__To do__: Retype the line in which "of the boulder" appears, then every line after it until the records end. Leave out the pictures.

__Records provided__:
◆ ◆ ◆ ◆

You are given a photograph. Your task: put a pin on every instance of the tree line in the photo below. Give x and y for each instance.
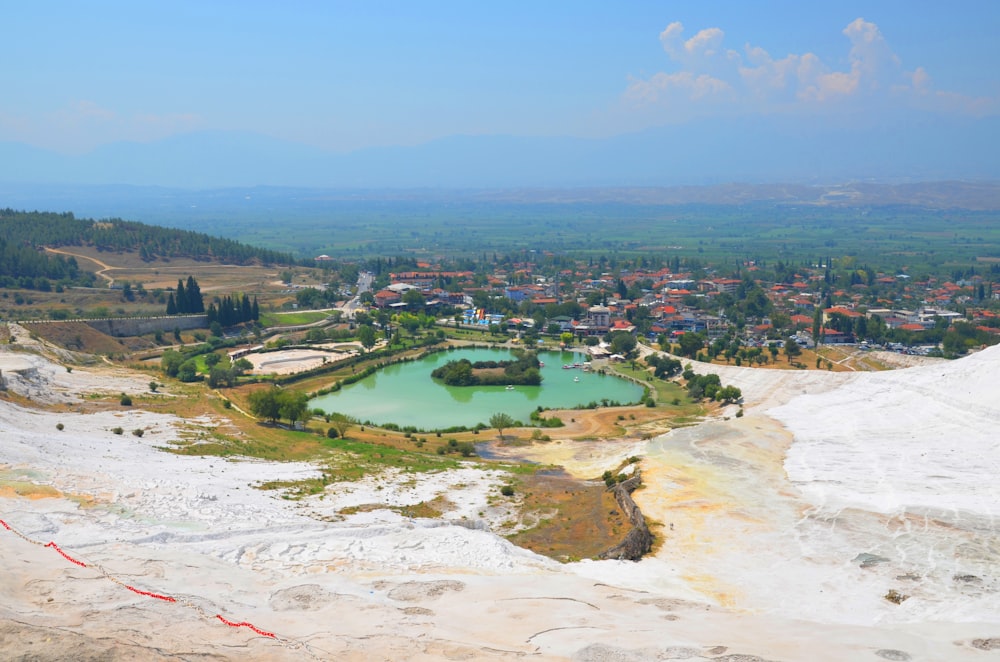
(22, 234)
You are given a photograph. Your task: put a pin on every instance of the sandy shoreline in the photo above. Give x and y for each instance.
(754, 567)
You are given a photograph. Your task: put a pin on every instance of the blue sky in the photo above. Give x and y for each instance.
(349, 75)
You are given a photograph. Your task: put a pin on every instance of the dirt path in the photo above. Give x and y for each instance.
(103, 267)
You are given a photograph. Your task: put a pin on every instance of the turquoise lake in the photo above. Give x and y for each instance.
(405, 393)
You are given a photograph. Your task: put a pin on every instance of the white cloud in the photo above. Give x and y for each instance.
(708, 77)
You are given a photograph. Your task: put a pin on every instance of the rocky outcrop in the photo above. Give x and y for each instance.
(638, 541)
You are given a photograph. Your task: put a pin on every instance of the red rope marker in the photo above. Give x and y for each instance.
(66, 556)
(157, 596)
(165, 598)
(244, 624)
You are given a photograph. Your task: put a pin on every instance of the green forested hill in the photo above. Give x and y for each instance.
(23, 233)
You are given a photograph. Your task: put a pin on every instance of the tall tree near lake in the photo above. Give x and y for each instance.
(366, 336)
(500, 421)
(792, 349)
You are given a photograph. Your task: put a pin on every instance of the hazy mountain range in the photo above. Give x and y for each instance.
(754, 150)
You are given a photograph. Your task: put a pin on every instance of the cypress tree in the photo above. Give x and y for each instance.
(195, 302)
(182, 304)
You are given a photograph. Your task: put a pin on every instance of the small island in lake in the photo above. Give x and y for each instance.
(525, 370)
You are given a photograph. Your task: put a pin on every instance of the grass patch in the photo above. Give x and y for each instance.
(292, 319)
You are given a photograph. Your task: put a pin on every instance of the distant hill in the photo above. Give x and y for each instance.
(21, 233)
(753, 150)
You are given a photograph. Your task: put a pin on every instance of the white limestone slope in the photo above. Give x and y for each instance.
(919, 440)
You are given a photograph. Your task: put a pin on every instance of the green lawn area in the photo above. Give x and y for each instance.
(665, 392)
(293, 318)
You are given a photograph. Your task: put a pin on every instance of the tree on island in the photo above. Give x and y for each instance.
(500, 421)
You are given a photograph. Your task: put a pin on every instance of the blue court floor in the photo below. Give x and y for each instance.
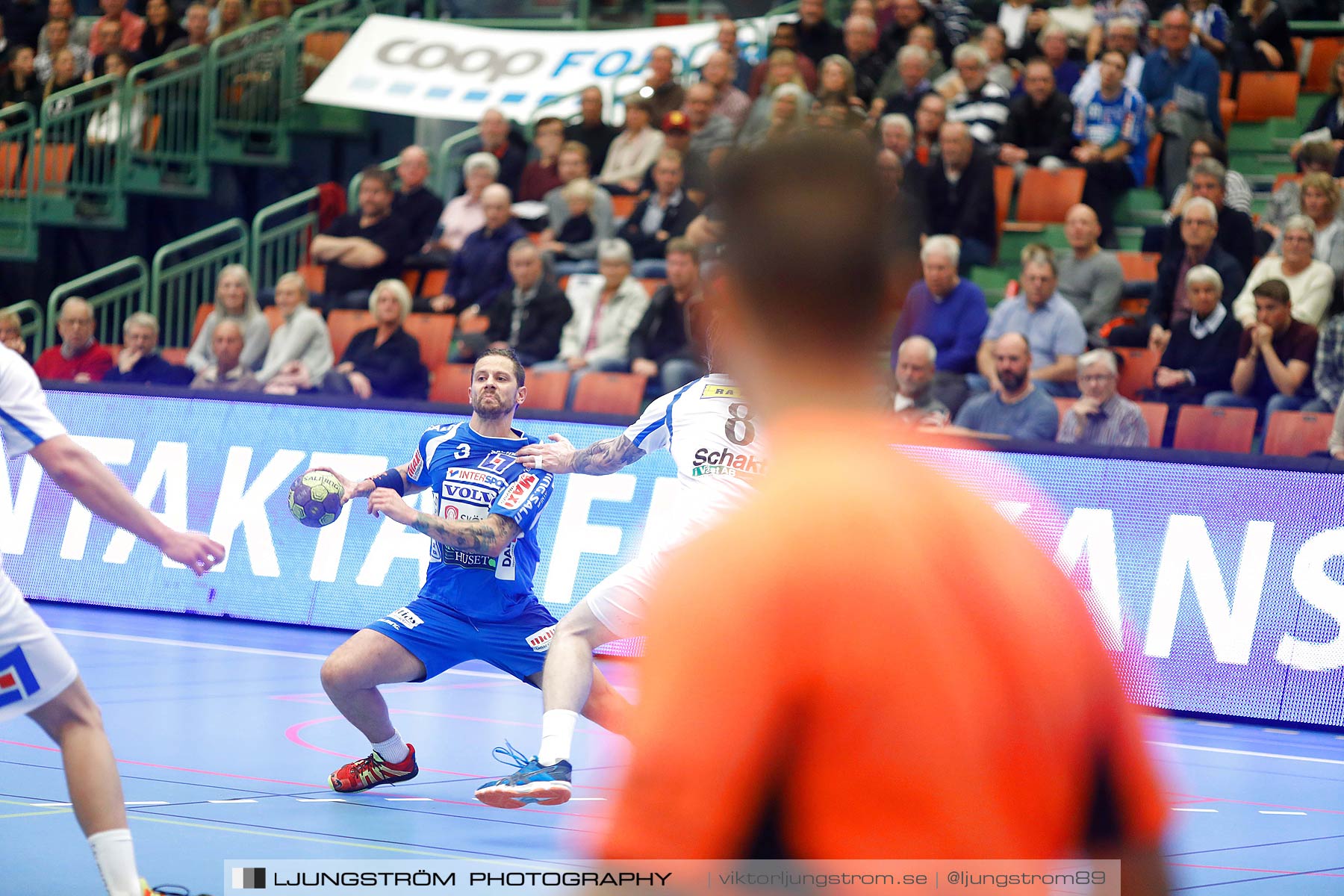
(225, 742)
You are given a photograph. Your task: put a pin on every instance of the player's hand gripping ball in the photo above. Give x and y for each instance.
(315, 499)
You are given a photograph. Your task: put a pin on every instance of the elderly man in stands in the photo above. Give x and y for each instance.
(1048, 320)
(1089, 276)
(364, 246)
(1275, 367)
(1180, 85)
(948, 311)
(1102, 415)
(80, 358)
(228, 374)
(140, 361)
(981, 105)
(480, 269)
(1201, 354)
(960, 196)
(1016, 408)
(915, 370)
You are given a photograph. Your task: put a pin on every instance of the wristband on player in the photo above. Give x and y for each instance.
(390, 480)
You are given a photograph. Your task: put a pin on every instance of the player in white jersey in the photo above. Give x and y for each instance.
(710, 432)
(37, 676)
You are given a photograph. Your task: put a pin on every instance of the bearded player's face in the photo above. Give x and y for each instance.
(495, 390)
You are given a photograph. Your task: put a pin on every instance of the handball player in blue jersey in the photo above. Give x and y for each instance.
(477, 601)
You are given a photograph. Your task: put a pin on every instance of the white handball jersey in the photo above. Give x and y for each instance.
(25, 418)
(715, 442)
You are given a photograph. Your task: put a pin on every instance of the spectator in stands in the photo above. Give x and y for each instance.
(1199, 355)
(730, 101)
(981, 105)
(132, 27)
(1236, 233)
(414, 203)
(663, 217)
(58, 37)
(1089, 277)
(591, 131)
(527, 316)
(1180, 85)
(662, 347)
(1261, 38)
(1310, 282)
(818, 37)
(383, 361)
(362, 247)
(1102, 415)
(1122, 35)
(1275, 366)
(660, 89)
(161, 30)
(860, 49)
(1048, 320)
(915, 361)
(1016, 408)
(633, 149)
(463, 215)
(785, 38)
(300, 351)
(541, 175)
(949, 312)
(235, 301)
(1041, 122)
(1112, 136)
(140, 361)
(480, 267)
(80, 358)
(960, 195)
(606, 311)
(1236, 193)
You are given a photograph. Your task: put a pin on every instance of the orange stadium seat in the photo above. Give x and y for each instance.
(1268, 94)
(1216, 429)
(547, 390)
(1297, 433)
(611, 394)
(452, 383)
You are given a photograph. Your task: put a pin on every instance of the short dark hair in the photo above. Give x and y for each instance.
(519, 371)
(1275, 290)
(808, 235)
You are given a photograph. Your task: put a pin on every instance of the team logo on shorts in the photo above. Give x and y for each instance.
(16, 679)
(541, 641)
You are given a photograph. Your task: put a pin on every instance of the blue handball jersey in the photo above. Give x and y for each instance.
(473, 476)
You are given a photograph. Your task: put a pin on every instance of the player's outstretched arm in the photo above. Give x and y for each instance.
(84, 476)
(598, 458)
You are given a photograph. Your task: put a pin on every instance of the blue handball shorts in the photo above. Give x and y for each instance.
(441, 638)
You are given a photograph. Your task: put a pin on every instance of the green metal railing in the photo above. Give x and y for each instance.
(281, 234)
(169, 156)
(183, 276)
(114, 292)
(18, 231)
(81, 164)
(253, 92)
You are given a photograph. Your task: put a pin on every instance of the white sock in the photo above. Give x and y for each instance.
(116, 860)
(393, 750)
(557, 735)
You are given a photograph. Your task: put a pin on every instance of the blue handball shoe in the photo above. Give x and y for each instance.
(531, 783)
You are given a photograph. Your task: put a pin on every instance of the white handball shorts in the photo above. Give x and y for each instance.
(34, 665)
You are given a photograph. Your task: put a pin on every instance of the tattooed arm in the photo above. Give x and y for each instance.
(598, 458)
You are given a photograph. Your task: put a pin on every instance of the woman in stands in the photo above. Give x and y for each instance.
(382, 361)
(234, 300)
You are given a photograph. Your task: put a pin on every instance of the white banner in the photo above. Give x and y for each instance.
(443, 70)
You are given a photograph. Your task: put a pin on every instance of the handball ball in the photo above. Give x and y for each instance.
(315, 499)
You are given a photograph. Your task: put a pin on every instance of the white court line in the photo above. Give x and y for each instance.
(1246, 753)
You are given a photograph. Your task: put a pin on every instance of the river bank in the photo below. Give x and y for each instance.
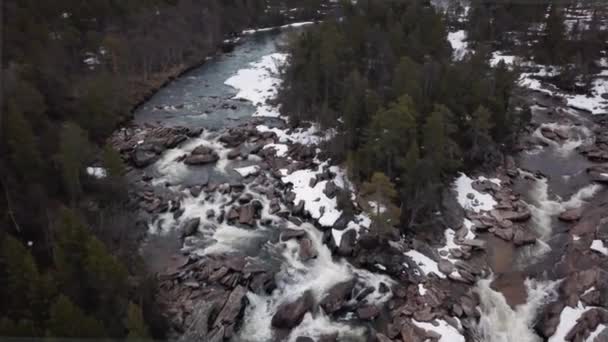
(266, 247)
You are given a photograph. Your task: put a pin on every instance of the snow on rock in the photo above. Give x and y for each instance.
(594, 104)
(567, 321)
(595, 333)
(498, 57)
(259, 83)
(280, 149)
(426, 264)
(320, 207)
(598, 246)
(459, 45)
(448, 333)
(97, 172)
(248, 170)
(471, 199)
(266, 29)
(306, 136)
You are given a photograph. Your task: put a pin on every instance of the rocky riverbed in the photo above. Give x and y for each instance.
(257, 236)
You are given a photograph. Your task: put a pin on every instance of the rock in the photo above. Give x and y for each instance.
(445, 266)
(287, 234)
(424, 315)
(521, 237)
(368, 312)
(347, 243)
(337, 296)
(233, 307)
(330, 189)
(304, 339)
(175, 140)
(307, 250)
(476, 243)
(247, 215)
(190, 227)
(275, 206)
(290, 314)
(201, 155)
(505, 234)
(298, 209)
(143, 158)
(571, 215)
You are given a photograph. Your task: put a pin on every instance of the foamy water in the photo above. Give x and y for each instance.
(501, 323)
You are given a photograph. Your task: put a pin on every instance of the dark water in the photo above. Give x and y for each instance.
(202, 91)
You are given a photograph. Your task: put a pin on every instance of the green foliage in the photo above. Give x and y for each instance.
(136, 324)
(67, 320)
(381, 193)
(74, 149)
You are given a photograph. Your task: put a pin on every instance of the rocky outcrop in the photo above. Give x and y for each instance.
(290, 314)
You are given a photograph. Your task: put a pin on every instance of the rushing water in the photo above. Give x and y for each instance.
(564, 186)
(198, 99)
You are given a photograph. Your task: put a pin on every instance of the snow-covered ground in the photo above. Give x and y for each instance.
(260, 83)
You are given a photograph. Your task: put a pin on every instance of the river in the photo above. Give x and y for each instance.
(297, 253)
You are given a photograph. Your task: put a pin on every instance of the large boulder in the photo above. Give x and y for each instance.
(337, 296)
(571, 215)
(201, 155)
(290, 314)
(190, 227)
(142, 158)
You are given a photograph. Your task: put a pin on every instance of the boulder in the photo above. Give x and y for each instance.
(445, 266)
(201, 155)
(347, 243)
(368, 312)
(330, 189)
(287, 234)
(142, 158)
(337, 296)
(247, 215)
(505, 234)
(571, 215)
(190, 227)
(307, 250)
(523, 237)
(233, 307)
(290, 314)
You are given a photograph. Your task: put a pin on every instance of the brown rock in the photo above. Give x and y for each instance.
(571, 215)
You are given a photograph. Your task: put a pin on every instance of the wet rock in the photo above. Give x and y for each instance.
(571, 215)
(307, 250)
(201, 155)
(233, 307)
(337, 296)
(190, 227)
(175, 140)
(347, 243)
(368, 312)
(304, 339)
(298, 209)
(505, 234)
(143, 158)
(275, 206)
(523, 237)
(330, 189)
(247, 215)
(475, 243)
(445, 266)
(287, 234)
(290, 314)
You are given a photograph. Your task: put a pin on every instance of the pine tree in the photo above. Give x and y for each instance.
(68, 320)
(382, 194)
(136, 324)
(439, 146)
(73, 151)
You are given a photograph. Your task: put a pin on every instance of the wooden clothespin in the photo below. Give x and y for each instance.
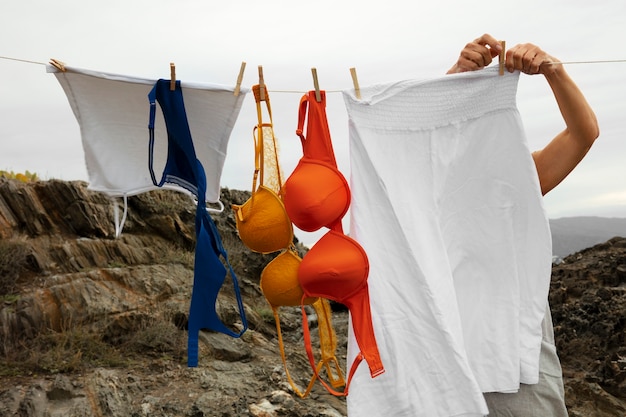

◆ ◆ ◆ ◆

__Exercise result__:
You are given a photograph. Your task: put a pin on every instance of the boulder in the photo above. Give x and y for each instance.
(445, 266)
(201, 155)
(347, 243)
(368, 312)
(330, 189)
(287, 234)
(142, 158)
(337, 296)
(247, 215)
(505, 234)
(571, 215)
(190, 227)
(307, 250)
(523, 237)
(233, 307)
(290, 314)
You are given a photograph. Your task: put a pin on every instance of the brown rock in the photo above. Give x and y for each instance.
(571, 215)
You are given a photograph. Your task: put a pin on every instance of the wet rock in the photo above. Give x and y for each instance.
(571, 215)
(307, 250)
(201, 155)
(233, 307)
(337, 296)
(190, 227)
(175, 140)
(347, 243)
(368, 312)
(304, 339)
(298, 209)
(505, 234)
(143, 158)
(275, 206)
(523, 237)
(330, 189)
(247, 215)
(475, 243)
(445, 266)
(287, 234)
(290, 314)
You are given a photograph. Your task: put a pin on every instance of the pine tree in the photo above. Give x and y for each instance.
(68, 320)
(382, 194)
(136, 324)
(439, 146)
(73, 151)
You are given a photograph. Your task: put a pin on every instance of the wooden clothespin in the photo below. Give x and y for each instance.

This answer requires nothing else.